ACTION ITEM |
The data follows. Retype every entry exactly.

Records excerpted from a collection |
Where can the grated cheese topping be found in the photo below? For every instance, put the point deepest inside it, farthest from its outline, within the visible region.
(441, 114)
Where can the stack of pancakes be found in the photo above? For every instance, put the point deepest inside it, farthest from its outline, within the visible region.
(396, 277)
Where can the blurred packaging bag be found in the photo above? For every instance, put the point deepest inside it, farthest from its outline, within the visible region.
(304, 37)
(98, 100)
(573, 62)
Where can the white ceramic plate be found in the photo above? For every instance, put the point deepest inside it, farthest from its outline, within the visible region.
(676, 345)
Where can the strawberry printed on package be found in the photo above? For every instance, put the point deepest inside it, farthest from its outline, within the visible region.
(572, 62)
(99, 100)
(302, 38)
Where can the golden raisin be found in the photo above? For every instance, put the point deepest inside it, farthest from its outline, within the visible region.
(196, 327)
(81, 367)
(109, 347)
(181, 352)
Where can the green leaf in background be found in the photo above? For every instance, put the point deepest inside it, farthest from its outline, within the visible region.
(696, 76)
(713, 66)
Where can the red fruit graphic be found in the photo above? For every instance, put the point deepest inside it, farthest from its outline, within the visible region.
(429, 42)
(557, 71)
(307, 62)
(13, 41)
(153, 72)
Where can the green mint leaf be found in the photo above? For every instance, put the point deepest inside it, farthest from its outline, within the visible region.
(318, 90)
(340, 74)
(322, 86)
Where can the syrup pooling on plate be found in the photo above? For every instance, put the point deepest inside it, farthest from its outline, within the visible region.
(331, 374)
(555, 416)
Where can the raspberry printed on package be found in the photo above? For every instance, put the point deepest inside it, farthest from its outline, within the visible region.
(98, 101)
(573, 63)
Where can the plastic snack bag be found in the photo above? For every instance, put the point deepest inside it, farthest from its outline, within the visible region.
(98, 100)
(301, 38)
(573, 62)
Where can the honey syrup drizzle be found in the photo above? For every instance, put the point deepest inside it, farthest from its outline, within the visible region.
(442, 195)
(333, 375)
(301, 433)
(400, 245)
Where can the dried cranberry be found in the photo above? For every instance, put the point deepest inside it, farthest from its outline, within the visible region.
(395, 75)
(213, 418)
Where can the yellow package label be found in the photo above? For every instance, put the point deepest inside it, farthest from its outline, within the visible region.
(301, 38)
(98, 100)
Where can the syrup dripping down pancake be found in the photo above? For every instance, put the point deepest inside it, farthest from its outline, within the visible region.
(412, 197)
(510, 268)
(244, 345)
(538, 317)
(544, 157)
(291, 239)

TASK RESULT |
Where can the grated cheese topping be found in the photo below? For every instance, put the point deepest inside it, farthest from its outline, within the visible region.
(441, 114)
Where can the stack of pancakes be found in the photo above? For every instance, put the point deepest inside it, farthest from its outline, within the visible region.
(396, 277)
Where can the blurred packaging bag be found in the photo above? For every instance, put the point deepest inside it, farthest from its outline, within the visible region.
(304, 37)
(98, 100)
(573, 62)
Where can the white ceramic plate be found in the photo above? For every instance, put the point deepest inside it, farthest from its outline, within the visible region.
(676, 345)
Where can the strawberry printed on package be found in the photo above? For every instance, put the point deepest inside it, farthest from its outline, within the visible region.
(572, 62)
(99, 100)
(302, 38)
Where can the golden raisin be found in the photo above? For every instance, put the point deepest inside it, farthest from its outline, within the visible region.
(196, 327)
(81, 367)
(109, 347)
(181, 352)
Where can the green leaf in background be found in the photo above? For every instance, put the point deepest inside it, farthest from its outline, within the visible region.
(696, 76)
(713, 66)
Where can the red fruit graphic be found in the photo above? For every instance, put the point deepest inside it, farthest from its outline, within the visible region.
(429, 42)
(557, 71)
(307, 62)
(13, 41)
(153, 72)
Where can the green mint leaf be found in the photo above? For every instance, put the point deepest inside it, farthest from its outline, within the visible region.
(318, 90)
(340, 74)
(322, 86)
Where can the syrup pooling on plate be found in the photo above? For every instance, put the point deepest inside it, farthest from its outline, within the visible region.
(331, 374)
(555, 416)
Where can the raspberry printed on package be found in the photo above? For every instance, put the point deepest inside it, farthest from its outline, within the visible region.
(98, 101)
(573, 63)
Where can the plastic snack bag be found in the photo above? For every instance, put the point deepest inside it, farthest from its outline, within the visible region.
(98, 100)
(301, 38)
(573, 62)
Where can the honey syrup drizzle be found in the photo above? For every instance, put the point deepest inside it, farthest from its outline, within the visible region.
(442, 195)
(333, 375)
(301, 433)
(400, 245)
Where can the dried cranberry be found in the photo above? For every instance, put the point deepest inside it, farthest from its outline, within the visible region.
(395, 75)
(213, 418)
Where can the yellow package label be found in the photo above? For every instance, put the point deepest inside it, farthest from its outline, within the visible region.
(301, 38)
(98, 100)
Where can the syrup dripping down pancake be found in the photo above? For every instance, put the point deepest inside it, farthest from its outline, within the visible region.
(412, 197)
(510, 268)
(244, 345)
(538, 317)
(544, 157)
(291, 239)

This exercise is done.